[Dataset entries]
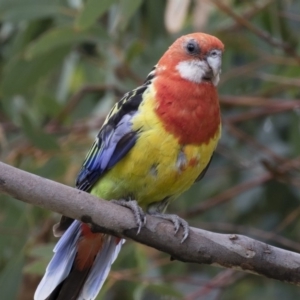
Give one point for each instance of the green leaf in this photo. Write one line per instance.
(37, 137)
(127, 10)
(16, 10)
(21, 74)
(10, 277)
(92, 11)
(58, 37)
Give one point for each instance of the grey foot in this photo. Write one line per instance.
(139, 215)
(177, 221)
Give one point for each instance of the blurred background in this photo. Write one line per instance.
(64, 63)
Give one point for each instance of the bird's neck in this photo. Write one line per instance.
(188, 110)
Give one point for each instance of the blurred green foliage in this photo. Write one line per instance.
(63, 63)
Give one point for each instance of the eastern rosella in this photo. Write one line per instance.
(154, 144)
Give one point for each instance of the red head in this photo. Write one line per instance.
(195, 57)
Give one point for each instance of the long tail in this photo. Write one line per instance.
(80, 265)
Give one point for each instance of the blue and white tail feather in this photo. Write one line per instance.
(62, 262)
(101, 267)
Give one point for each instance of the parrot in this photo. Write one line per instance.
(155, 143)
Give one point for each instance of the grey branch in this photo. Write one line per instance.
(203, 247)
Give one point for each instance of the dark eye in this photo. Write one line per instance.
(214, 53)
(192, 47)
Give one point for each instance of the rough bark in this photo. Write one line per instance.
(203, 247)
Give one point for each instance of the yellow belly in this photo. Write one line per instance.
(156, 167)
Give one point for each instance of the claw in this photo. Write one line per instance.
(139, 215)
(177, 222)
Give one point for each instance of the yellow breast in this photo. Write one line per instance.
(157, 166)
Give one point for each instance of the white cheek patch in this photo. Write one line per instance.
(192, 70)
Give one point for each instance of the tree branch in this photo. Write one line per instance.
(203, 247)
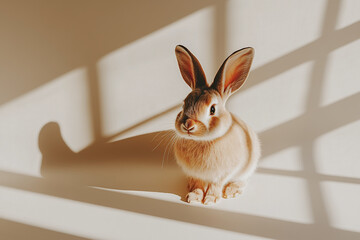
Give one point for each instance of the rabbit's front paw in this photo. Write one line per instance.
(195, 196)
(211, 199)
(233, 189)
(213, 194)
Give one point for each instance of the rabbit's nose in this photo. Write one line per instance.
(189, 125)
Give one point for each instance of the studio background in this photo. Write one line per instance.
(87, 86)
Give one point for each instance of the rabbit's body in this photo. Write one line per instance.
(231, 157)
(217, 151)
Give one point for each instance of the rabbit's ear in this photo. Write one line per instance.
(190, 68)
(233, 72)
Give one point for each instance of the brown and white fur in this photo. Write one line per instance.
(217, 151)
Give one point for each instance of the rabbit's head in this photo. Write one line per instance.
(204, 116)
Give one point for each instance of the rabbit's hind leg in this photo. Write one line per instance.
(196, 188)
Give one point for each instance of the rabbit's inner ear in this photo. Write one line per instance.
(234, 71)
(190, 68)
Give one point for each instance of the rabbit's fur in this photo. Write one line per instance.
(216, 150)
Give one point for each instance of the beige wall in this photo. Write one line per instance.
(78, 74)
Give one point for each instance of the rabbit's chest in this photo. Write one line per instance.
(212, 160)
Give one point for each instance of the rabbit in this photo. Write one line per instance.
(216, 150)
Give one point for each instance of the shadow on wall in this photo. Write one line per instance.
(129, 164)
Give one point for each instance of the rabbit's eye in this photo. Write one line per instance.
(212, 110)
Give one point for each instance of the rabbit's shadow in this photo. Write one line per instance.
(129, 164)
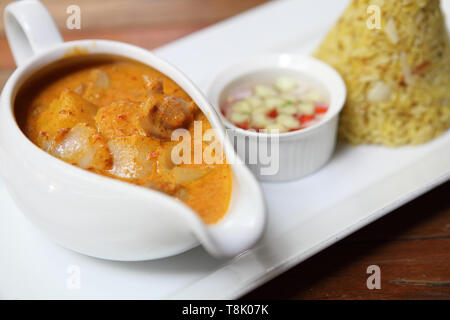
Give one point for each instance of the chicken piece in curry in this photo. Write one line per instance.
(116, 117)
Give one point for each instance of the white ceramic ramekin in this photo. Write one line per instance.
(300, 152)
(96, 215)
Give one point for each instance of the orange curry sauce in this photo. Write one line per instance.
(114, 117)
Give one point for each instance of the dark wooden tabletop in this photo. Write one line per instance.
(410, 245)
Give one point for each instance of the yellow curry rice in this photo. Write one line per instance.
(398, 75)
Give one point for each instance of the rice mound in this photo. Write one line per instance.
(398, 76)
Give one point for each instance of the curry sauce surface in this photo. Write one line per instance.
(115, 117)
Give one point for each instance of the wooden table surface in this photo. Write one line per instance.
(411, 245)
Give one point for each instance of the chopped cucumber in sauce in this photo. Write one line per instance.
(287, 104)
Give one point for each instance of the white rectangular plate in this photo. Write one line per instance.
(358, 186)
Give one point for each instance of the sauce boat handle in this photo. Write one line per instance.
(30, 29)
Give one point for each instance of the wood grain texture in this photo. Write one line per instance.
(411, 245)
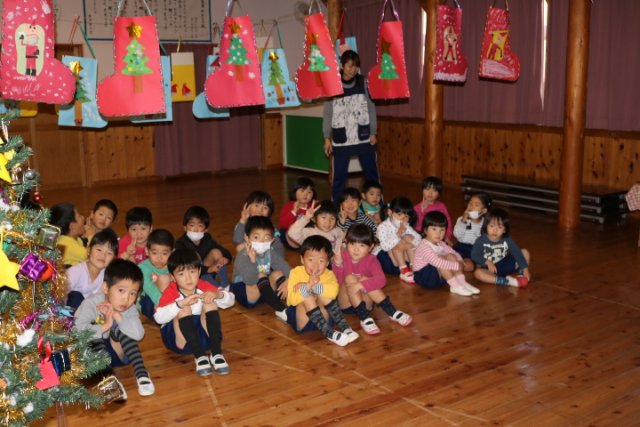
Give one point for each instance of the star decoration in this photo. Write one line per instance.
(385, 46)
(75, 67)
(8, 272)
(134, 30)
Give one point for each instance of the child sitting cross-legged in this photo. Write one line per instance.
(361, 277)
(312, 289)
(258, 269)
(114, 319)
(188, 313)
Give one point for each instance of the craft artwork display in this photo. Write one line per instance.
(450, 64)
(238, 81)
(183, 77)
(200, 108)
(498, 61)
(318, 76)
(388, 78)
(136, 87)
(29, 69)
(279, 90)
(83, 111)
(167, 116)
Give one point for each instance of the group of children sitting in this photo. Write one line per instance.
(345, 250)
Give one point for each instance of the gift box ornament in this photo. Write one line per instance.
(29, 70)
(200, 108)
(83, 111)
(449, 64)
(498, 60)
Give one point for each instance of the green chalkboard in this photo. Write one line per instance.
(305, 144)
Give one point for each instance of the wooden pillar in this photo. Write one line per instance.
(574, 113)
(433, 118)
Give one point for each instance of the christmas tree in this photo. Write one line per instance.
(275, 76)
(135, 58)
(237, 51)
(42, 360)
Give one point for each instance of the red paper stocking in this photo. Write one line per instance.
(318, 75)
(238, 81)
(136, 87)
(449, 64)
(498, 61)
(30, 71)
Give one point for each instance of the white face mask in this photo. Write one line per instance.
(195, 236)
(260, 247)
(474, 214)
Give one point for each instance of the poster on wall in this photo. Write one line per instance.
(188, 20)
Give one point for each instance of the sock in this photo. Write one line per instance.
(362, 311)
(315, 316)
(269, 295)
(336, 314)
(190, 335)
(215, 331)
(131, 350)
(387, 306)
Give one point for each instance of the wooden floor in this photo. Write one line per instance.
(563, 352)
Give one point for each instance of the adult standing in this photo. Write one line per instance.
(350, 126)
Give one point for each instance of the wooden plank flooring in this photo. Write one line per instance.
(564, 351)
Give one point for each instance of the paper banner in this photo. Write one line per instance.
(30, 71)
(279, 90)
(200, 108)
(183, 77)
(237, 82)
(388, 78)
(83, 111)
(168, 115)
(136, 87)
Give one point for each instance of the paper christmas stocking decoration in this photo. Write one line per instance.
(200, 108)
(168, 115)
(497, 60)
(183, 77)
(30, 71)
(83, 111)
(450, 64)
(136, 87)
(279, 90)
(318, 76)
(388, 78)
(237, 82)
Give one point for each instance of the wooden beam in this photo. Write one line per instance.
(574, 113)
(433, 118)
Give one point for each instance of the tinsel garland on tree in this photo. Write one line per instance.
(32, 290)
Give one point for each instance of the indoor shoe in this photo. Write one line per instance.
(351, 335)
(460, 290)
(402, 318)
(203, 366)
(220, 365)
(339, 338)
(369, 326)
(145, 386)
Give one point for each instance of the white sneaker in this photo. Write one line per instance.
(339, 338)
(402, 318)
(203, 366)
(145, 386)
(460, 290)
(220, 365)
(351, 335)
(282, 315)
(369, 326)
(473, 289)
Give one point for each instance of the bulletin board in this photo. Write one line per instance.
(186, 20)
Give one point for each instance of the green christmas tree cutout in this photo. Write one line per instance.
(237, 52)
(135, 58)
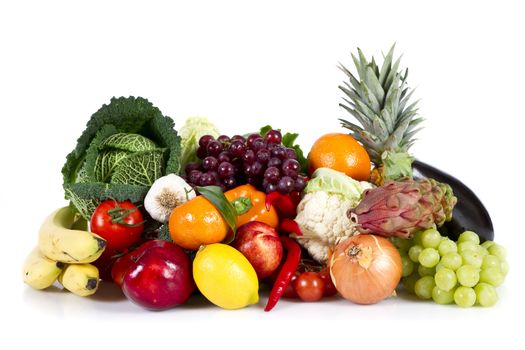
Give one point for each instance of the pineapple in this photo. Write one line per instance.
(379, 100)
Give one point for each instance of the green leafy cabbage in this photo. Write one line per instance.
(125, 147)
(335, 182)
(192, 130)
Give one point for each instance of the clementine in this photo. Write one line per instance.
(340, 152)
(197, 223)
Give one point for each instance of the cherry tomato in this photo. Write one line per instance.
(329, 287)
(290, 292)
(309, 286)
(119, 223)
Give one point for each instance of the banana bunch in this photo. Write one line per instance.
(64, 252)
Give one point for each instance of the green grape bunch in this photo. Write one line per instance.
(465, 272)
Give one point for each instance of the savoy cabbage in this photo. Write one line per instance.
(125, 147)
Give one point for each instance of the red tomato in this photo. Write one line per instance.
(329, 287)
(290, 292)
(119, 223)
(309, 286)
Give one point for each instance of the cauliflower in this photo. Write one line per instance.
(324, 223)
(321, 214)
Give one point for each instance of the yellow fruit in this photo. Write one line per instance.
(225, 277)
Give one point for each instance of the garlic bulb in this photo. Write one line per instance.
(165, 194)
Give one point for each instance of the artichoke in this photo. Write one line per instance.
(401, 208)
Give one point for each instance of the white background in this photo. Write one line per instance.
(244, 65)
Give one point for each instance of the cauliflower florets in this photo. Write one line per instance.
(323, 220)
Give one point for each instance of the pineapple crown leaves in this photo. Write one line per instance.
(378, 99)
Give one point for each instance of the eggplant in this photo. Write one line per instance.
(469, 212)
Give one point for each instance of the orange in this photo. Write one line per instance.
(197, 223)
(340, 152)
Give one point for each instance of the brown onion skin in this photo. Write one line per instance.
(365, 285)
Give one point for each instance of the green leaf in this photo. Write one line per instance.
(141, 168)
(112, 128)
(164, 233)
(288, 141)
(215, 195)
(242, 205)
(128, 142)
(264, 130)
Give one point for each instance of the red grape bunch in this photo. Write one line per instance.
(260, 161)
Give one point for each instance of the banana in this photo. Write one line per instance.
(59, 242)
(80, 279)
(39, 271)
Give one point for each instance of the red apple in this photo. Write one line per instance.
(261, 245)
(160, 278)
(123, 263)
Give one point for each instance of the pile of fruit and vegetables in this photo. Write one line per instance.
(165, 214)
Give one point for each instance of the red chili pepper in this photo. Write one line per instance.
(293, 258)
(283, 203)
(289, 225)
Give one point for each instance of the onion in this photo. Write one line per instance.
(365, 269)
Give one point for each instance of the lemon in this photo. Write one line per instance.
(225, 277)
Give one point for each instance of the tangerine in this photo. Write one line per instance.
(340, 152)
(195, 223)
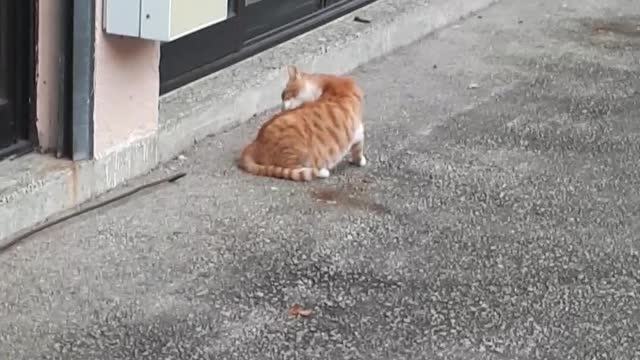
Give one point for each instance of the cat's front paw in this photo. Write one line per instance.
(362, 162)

■ **Exercise goal**
Could you write out again, exactly, the lines from the line containing "Give one point for each instance of the tangerine" through the last line of the records above? Leave out the pictures.

■ **Answer to the exercise**
Give one point for each instance of the tangerine in this photo. Write one line per instance.
(340, 152)
(195, 223)
Give one point for each instance of the cat's front paw in this photo. Write one line per instance.
(362, 162)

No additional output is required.